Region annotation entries
▬▬▬▬▬▬▬▬▬▬
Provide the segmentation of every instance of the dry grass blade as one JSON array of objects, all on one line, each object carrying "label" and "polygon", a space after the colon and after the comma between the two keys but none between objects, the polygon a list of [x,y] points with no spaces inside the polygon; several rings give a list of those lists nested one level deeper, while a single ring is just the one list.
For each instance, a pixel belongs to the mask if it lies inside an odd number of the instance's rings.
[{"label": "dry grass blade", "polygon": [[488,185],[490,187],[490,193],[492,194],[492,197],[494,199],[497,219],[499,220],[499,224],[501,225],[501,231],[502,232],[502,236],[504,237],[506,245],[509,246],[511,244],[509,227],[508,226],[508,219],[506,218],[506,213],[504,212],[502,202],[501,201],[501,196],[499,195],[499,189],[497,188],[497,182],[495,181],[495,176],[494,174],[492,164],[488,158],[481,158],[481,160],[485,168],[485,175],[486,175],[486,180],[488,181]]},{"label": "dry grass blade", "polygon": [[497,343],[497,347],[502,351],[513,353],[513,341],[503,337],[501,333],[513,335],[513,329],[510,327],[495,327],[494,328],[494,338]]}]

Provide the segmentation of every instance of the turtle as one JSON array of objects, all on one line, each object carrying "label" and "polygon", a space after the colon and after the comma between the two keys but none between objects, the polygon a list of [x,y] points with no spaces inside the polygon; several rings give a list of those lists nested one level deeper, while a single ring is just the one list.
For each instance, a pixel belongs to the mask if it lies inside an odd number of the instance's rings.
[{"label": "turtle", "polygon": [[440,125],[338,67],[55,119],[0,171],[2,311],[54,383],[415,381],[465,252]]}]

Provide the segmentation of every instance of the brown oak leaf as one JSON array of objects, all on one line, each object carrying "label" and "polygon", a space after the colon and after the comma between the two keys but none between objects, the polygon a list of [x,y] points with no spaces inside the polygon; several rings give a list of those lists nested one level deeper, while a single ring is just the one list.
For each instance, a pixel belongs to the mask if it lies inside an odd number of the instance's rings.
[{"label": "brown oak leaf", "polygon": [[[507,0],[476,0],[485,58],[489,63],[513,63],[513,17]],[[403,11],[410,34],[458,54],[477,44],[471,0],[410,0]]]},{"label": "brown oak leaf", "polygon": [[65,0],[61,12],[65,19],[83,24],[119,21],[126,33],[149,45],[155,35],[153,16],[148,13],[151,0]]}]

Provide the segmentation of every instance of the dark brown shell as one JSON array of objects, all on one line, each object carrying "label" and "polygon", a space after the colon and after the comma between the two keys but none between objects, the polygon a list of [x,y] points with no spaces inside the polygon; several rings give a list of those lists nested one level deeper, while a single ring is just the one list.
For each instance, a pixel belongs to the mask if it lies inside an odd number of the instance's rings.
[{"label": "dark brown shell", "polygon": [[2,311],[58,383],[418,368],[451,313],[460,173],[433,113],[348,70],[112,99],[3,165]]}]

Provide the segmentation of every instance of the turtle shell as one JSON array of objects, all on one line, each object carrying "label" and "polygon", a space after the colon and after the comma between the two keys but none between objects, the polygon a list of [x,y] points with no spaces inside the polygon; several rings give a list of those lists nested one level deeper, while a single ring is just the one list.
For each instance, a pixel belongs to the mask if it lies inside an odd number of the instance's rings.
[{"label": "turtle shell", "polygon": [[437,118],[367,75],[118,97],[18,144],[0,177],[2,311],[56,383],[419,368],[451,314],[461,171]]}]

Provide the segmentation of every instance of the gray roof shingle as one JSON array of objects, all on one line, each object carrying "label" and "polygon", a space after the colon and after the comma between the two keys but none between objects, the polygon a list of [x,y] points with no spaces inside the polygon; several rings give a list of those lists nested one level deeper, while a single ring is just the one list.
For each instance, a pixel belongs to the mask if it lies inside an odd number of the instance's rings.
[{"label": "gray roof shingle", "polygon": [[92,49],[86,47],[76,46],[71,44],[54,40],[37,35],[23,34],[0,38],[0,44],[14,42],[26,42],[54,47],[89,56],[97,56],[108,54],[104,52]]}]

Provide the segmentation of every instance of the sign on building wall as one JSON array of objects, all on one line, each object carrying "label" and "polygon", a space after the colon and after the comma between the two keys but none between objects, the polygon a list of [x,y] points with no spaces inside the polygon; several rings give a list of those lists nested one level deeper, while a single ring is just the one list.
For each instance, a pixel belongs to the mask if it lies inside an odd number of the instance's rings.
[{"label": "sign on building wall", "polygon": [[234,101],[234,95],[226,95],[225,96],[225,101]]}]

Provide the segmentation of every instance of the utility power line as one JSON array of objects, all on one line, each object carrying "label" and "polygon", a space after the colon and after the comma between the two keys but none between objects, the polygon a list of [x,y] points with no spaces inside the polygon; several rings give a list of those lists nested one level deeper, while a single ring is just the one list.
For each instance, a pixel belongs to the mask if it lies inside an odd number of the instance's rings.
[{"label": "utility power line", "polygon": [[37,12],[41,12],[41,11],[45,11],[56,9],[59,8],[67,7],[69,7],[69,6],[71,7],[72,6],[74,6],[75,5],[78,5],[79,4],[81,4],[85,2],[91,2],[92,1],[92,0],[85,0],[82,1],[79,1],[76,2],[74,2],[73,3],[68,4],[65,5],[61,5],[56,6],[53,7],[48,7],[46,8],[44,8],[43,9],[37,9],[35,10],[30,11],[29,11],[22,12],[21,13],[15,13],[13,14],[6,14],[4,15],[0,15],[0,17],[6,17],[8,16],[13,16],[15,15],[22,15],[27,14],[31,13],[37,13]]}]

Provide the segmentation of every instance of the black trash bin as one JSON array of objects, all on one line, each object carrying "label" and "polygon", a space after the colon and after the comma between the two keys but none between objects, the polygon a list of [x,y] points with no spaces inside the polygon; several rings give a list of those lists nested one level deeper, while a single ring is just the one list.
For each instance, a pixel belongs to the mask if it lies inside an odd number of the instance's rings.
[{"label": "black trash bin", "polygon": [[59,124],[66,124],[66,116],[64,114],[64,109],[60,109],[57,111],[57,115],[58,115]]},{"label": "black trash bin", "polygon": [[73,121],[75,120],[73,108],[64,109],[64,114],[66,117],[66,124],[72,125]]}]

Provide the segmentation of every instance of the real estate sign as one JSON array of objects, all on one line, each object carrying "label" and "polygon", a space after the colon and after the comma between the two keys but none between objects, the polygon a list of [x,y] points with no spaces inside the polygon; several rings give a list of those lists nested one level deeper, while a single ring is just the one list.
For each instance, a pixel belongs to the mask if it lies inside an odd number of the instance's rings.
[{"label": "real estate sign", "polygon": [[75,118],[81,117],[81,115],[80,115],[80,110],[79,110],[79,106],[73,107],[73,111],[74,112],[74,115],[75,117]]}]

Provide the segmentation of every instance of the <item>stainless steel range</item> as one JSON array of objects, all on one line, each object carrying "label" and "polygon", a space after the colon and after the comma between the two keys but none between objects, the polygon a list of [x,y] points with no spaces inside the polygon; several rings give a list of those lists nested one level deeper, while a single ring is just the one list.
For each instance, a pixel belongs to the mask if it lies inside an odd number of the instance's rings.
▬▬▬▬▬▬▬▬▬▬
The task> Copy the lines above word for word, covering every record.

Expected answer>
Provide the segmentation of every instance of the dry grass blade as one JSON array of objects, all on one line, each object carrying "label" and "polygon", a space after the colon and after the comma between the two keys but none between objects, the polygon a list of [x,y] points with no spaces inside the polygon; several rings give a list of those lists nested one level deeper, while a single ring is just the one list.
For each instance, a pixel belongs to the mask if it lies inside an odd number of the instance's rings.
[{"label": "dry grass blade", "polygon": [[488,185],[490,187],[490,193],[492,194],[492,197],[494,199],[497,219],[499,220],[499,224],[501,225],[501,231],[502,232],[502,236],[504,237],[506,245],[509,246],[511,244],[509,227],[508,226],[508,219],[506,218],[506,213],[504,212],[502,202],[501,201],[501,196],[499,195],[499,189],[497,188],[497,182],[495,181],[495,176],[494,174],[492,164],[488,158],[481,158],[481,160],[485,168],[485,175],[486,175],[486,180],[488,181]]},{"label": "dry grass blade", "polygon": [[497,343],[497,347],[502,351],[513,353],[513,341],[503,337],[501,333],[513,335],[513,329],[510,327],[495,327],[494,328],[494,338]]}]

Provide the segmentation of every instance of the turtle as one JSON array of objects, all on one line, each object carrying "label" and "polygon", a space after the colon and after the comma between the two keys but none between objects, the polygon a list of [x,y] points with no spaces inside the polygon; several rings give a list of those lists nested one level deeper, while a single ring is just the one list.
For each instance, a pixel belongs to the mask if it lies inside an odd number of the instance's rings.
[{"label": "turtle", "polygon": [[440,125],[338,67],[55,119],[0,171],[2,311],[54,383],[415,381],[465,252]]}]

Provide the segmentation of every instance of the brown oak leaf as one JSON array of objects, all on one line, each object carrying "label" and "polygon", a space after the colon and after the comma between the two keys but none between objects, the polygon a list of [x,y] points with no spaces inside the polygon; several rings give a list of those lists nested one level deeper, while a single ring is just the one list.
For each instance, a pixel belongs to the mask if it lies inside an odd number of the instance's rings.
[{"label": "brown oak leaf", "polygon": [[[507,0],[476,0],[485,58],[489,63],[513,63],[513,17]],[[403,11],[410,34],[458,54],[477,44],[471,0],[410,0]]]},{"label": "brown oak leaf", "polygon": [[65,0],[61,12],[65,19],[83,24],[119,21],[126,33],[149,45],[155,35],[153,16],[148,13],[151,0]]}]

Provide the segmentation of every instance of the dark brown shell as one JSON array of objects, all on one line, each object carrying "label" and "polygon", a space after the colon and after the comma between the two keys but none between objects, the polygon a list of [x,y] points with no spaces inside the polygon; several rings give a list of those lists nested one level deeper, while a single ring is just the one list.
For each instance, a pixel belongs to the mask if it lies inside an odd number of the instance's rings.
[{"label": "dark brown shell", "polygon": [[2,311],[58,383],[418,368],[451,313],[460,173],[433,113],[348,70],[112,99],[3,165]]}]

Provide the segmentation of every instance of the turtle shell as one JSON array of objects, all on one line, each object carrying "label" and "polygon", a space after the colon and after the comma between the two keys but none between objects, the polygon a list of [x,y] points with no spaces inside the polygon; several rings give a list of those lists nested one level deeper, while a single ring is just the one list.
For each instance, a pixel belongs to the mask if it lies inside an odd number of the instance's rings.
[{"label": "turtle shell", "polygon": [[437,118],[367,75],[118,97],[18,144],[0,177],[2,311],[56,383],[419,368],[451,314],[461,171]]}]

Provide the segmentation of every instance of the gray roof shingle as one JSON array of objects, all on one line, each object carrying "label" and "polygon", a space after the colon and after the comma between the two keys but none between objects, the polygon a list of [x,y] points with no spaces inside the polygon; several rings give a list of those lists nested one level deeper, while a single ring is just the one list.
For each instance, a pixel belongs to the mask if it lies inside an odd number of the instance's rings.
[{"label": "gray roof shingle", "polygon": [[92,49],[86,47],[76,46],[71,44],[54,40],[37,35],[23,34],[0,38],[0,44],[14,42],[26,42],[54,47],[89,56],[97,56],[108,54],[104,52]]}]

Provide the segmentation of every instance of the sign on building wall as one JSON array of objects, all on one line, each object carrying "label" and "polygon", a space after the colon and after the comma between the two keys but none between objects, the polygon a list of [x,y] points with no spaces inside the polygon; several rings give a list of those lists nested one level deeper, while a single ring is just the one list.
For each instance, a pixel belongs to the mask if it lies inside an odd number of the instance's rings.
[{"label": "sign on building wall", "polygon": [[234,101],[234,95],[226,95],[225,96],[225,101]]}]

Provide the segmentation of every instance of the utility power line as one JSON array of objects, all on one line, each object carrying "label" and "polygon", a space after the colon and after the comma between the two keys but none between objects, the polygon a list of [x,y] points with no spaces inside the polygon; several rings give a list of those lists nested one level deeper, while a single ring is just the one list.
For each instance, a pixel belongs to the mask if it lies inside an odd number of the instance's rings.
[{"label": "utility power line", "polygon": [[37,12],[41,12],[41,11],[45,11],[56,9],[59,8],[67,7],[69,7],[69,6],[71,7],[72,6],[74,6],[75,5],[78,5],[79,4],[81,4],[85,2],[91,2],[92,1],[92,0],[85,0],[82,1],[79,1],[76,2],[74,2],[73,3],[68,4],[65,5],[61,5],[56,6],[53,7],[48,7],[46,8],[44,8],[43,9],[37,9],[35,10],[30,11],[29,11],[22,12],[21,13],[15,13],[13,14],[6,14],[4,15],[0,15],[0,17],[6,17],[8,16],[13,16],[15,15],[22,15],[27,14],[31,13],[37,13]]}]

Provide the segmentation of every instance of the black trash bin as one JSON array of objects, all on one line, each object carrying "label" and "polygon", a space after the colon and after the comma between the two keys but none between objects, the polygon a list of [x,y] points with no spaces inside the polygon; several rings give a list of those lists nested one level deeper, while a single ring is just the one list.
For each instance, a pixel belongs to the mask if it lies inside an odd number of the instance's rings.
[{"label": "black trash bin", "polygon": [[59,124],[66,124],[66,116],[64,114],[64,109],[60,109],[57,111],[57,115],[58,115]]},{"label": "black trash bin", "polygon": [[73,121],[75,120],[73,108],[64,109],[64,114],[66,117],[66,124],[72,125]]}]

Provide the segmentation of every instance of the real estate sign as one JSON array of objects, all on one line, each object carrying "label" and "polygon", a space after the colon and after the comma between the two keys but none between objects, the polygon a list of [x,y] points with no spaces inside the polygon; several rings give a list of those lists nested one level deeper, while a single ring is just the one list.
For each instance, a pixel belongs to the mask if it lies inside an odd number of the instance's rings.
[{"label": "real estate sign", "polygon": [[75,118],[81,117],[81,115],[80,115],[80,110],[79,110],[79,106],[73,107],[73,111],[74,112],[74,115],[75,117]]}]

Provide the segmentation of every instance of the <item>stainless steel range</item> as one JSON array of objects, all on one line, each object carrying "label" and "polygon", a space after the colon and after the comma between the two keys but none between objects, the polygon a list of [x,y] points with no spaces inside the polygon; several rings give a list of those lists nested one level deeper, while a single ring is just the one list.
For each instance, a pixel belongs to the mask if it lies inside an odd number of the instance's rings.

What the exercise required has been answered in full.